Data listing
------------------------------------
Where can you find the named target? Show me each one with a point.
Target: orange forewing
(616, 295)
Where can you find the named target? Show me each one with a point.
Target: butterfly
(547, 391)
------------------------------------
• **Description of the task**: Reproduce every line of the data above, scaling each coordinate in the answers by 0.35 and rounding to the nearest whole number, with halves rounded up.

• **Solved problem**:
Where can you find the named target? Show me each one with a point.
Target: orange forewing
(216, 103)
Where can you find the named target? Show me each one with a point.
Target: butterfly
(191, 137)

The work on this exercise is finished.